▶ _EXERCISE INSTRUCTIONS_
Keep every word of the listing and drop the images when you write it out.

○ ○ ○ ○ ○ ○ ○

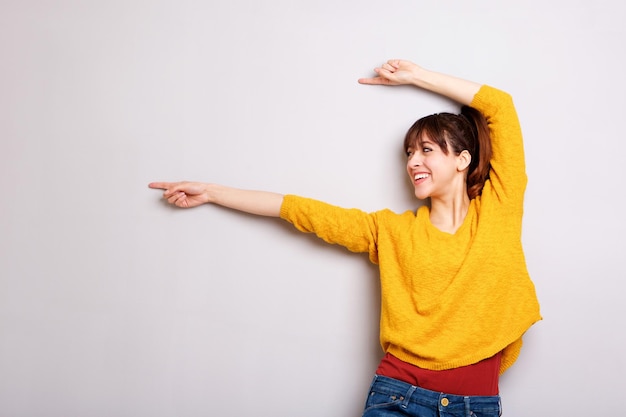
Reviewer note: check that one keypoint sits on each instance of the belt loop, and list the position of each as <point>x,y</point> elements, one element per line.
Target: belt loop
<point>407,397</point>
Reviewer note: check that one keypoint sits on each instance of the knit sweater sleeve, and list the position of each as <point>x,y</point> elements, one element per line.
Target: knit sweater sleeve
<point>507,177</point>
<point>352,228</point>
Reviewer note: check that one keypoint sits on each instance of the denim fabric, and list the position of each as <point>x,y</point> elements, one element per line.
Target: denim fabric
<point>389,397</point>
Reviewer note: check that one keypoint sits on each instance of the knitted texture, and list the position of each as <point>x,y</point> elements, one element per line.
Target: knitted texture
<point>448,300</point>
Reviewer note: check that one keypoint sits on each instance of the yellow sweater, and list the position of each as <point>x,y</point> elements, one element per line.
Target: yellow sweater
<point>448,300</point>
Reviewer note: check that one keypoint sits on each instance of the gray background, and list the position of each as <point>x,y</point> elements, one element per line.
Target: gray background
<point>114,304</point>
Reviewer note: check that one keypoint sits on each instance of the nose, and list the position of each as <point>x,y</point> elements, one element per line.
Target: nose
<point>414,160</point>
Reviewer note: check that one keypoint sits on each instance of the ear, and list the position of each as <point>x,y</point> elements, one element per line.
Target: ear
<point>463,160</point>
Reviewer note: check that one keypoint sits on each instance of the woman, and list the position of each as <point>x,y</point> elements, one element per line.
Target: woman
<point>456,294</point>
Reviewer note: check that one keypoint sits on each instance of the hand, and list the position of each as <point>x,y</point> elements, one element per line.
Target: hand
<point>394,72</point>
<point>183,194</point>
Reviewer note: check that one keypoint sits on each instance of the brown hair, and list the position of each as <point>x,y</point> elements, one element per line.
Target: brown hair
<point>466,131</point>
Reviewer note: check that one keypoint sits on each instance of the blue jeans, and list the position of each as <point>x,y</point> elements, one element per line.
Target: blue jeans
<point>389,397</point>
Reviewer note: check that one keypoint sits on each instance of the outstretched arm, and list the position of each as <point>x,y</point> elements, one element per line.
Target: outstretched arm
<point>400,72</point>
<point>192,194</point>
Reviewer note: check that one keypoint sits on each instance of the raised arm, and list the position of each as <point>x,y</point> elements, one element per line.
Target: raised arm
<point>400,72</point>
<point>192,194</point>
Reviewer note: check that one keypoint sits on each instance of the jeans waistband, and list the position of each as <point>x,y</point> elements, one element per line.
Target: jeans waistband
<point>437,400</point>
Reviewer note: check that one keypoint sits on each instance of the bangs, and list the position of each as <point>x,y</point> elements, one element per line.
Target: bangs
<point>426,128</point>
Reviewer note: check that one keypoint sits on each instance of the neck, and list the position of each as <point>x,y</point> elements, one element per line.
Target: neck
<point>448,214</point>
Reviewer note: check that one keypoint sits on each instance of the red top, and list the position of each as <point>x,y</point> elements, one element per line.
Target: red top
<point>477,379</point>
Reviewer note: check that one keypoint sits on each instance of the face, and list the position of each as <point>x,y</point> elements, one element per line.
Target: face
<point>434,173</point>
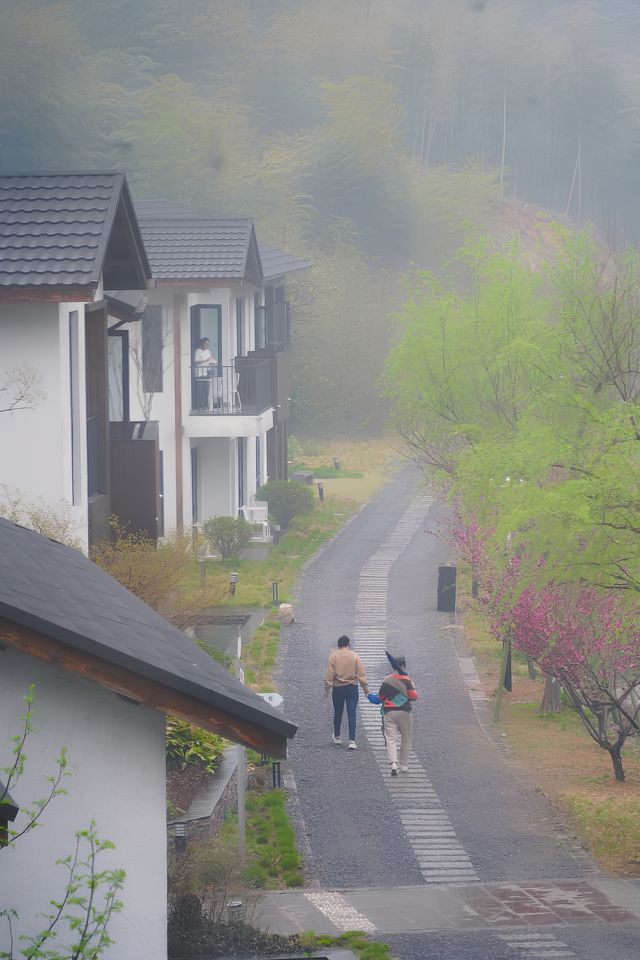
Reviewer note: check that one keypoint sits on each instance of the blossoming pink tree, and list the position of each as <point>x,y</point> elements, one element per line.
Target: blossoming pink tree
<point>591,645</point>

○ ○ ○ ○ ○ ○ ○

▶ _FINISHED EXERCISE_
Reviewer note: check that one keypoint sits on each instance of the belt loop, and list the position of each as <point>x,y</point> elements, one element per line.
Target: belt loop
<point>407,397</point>
Reviewer note: check that one keypoint sits on each instance of the knit sweater sleeve, and list the position of each as <point>x,y</point> elements, one element per line.
Target: knit sweater sleeve
<point>507,177</point>
<point>352,228</point>
Reviewer note: check that one keypoint sits on each instance of the denim fabric, and list the position of each as <point>x,y</point> elements, one element per line.
Target: denim fabric
<point>389,397</point>
Reviewer note: check that one keypoint sits on each instance of the knitted texture, and list the position of each as <point>x,y</point> elements, one element per line.
Target: knitted texture
<point>448,300</point>
Reviewer note: check that one keypoint sits on each instance of the yellow sweater, and list the position of each as <point>x,y</point> elements, one element per line.
Target: yellow sweater
<point>448,300</point>
Reviewer note: check that one keypoint sits on each instance of the gray background, and list the position of each as <point>x,y</point> elements, one element per line.
Target: gray background
<point>114,304</point>
Reviewer note: check that one keypoint sits on each instance of the nose, and list the position of each as <point>x,y</point> elements, one element per line.
Target: nose
<point>414,160</point>
Reviewer note: check that one keypoint sits on each instance of the ear, and list the position of each as <point>x,y</point> elements, one element per line.
Target: ear
<point>463,160</point>
Reviewer note: check that one keypoint sits on each instance of the woman, and list the position of each as <point>x,y</point> elements, one element per line.
Target: woman
<point>456,294</point>
Reviewer note: check that one keypoint sits on each instance of the hand, and list the position of each as <point>x,y</point> elements, one element per line.
Target: hand
<point>394,72</point>
<point>183,194</point>
Reviewer note: check that one keypoint sits on each instance of the brown hair, and list the position of each as <point>x,y</point> elements, one element per line.
Target: brown hair
<point>466,131</point>
Reviewer note: check that one keypoint sits on each instance of the blue jeans, and list the position of each as <point>x,y</point> elements, one element per line.
Target: blue jeans
<point>389,397</point>
Reviewer note: check that one keypoint sits on each instance of the outstretched arm, and list the position of each as <point>x,y</point> elements, one element per line.
Target: outstretched arm
<point>400,72</point>
<point>192,194</point>
Reviewer note: check that one keypoint sits on each instance of the raised arm, and list the position of each as <point>x,y</point> elements, one element per line.
Target: raised arm
<point>400,72</point>
<point>192,194</point>
Reviewer note: check that one keypoint sits on each instance of the jeans waistband, and list the position of each as <point>x,y</point> elements, one element per line.
Target: jeans waistband
<point>437,400</point>
Reviewer note: check that one keypoint sits on each instance of the bangs, and list the position of each as <point>x,y</point> elements, one element per line.
Target: bangs
<point>426,128</point>
Reviewer note: check that one keypoint sits on each instance of the neck, and list the position of each as <point>x,y</point> elements, one element per line.
Target: neck
<point>448,214</point>
Reviewer note: check that one keypoint sits on each instance of the red top, and list the position of each as <point>x,y</point> elements, one element per line.
Target: red top
<point>477,379</point>
Reviewer note: check that one keypoint sits on each instance of the face, and list the position of each as <point>x,y</point> elements, one element per line.
Target: face
<point>434,173</point>
Reviewer note: check that one keypoint sits on each instance of the blossoming pink tree, and list the position of each as <point>x,y</point> elements, one element per line.
Target: blossoming pink tree
<point>591,645</point>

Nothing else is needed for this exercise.